**PERINTAH TUGAS**
Hitung berapa baris dalam daftar di bawah ini yang memuat kata "riverbank". Jawab hanya dengan angkanya.

**DATA UNTUK DIOLAH**
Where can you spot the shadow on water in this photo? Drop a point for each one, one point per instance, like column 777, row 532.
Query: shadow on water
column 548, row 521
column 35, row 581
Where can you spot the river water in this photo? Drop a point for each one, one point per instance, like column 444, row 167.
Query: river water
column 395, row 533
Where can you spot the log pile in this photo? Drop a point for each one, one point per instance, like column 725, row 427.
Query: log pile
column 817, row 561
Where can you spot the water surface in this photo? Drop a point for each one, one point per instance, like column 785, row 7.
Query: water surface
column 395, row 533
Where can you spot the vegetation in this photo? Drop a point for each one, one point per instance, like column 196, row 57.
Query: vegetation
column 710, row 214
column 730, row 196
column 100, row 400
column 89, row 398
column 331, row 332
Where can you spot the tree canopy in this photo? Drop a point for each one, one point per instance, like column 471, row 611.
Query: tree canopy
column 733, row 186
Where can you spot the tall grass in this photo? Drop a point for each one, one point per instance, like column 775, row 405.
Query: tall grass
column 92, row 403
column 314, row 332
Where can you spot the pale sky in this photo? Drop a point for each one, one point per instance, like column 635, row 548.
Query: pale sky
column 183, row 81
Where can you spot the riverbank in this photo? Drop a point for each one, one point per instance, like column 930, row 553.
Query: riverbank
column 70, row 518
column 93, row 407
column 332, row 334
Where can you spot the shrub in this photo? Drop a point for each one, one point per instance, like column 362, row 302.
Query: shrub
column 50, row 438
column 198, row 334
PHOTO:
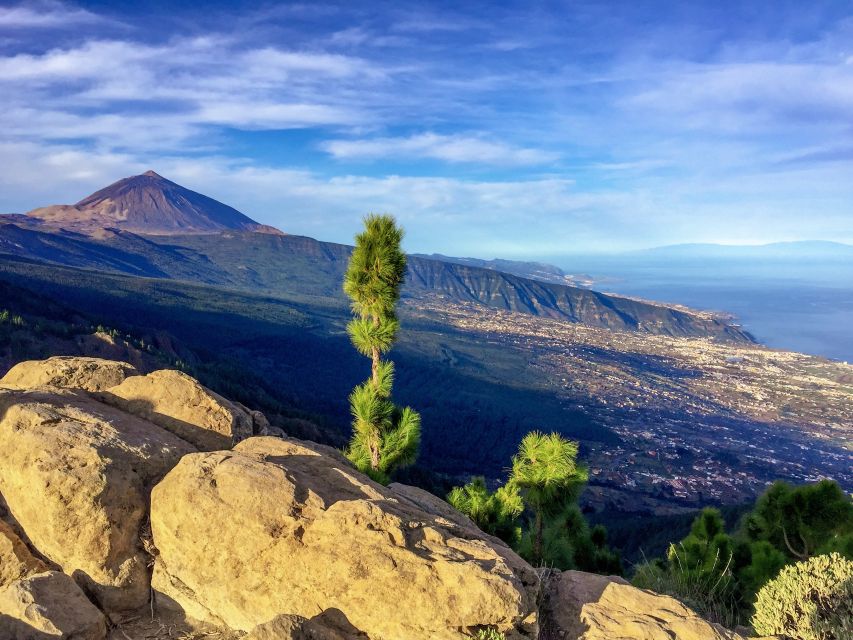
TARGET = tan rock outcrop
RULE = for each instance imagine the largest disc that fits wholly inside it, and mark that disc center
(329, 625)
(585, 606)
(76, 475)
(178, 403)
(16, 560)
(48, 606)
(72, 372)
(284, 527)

==

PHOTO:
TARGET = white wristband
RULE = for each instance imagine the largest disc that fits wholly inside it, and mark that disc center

**HASIL TUGAS**
2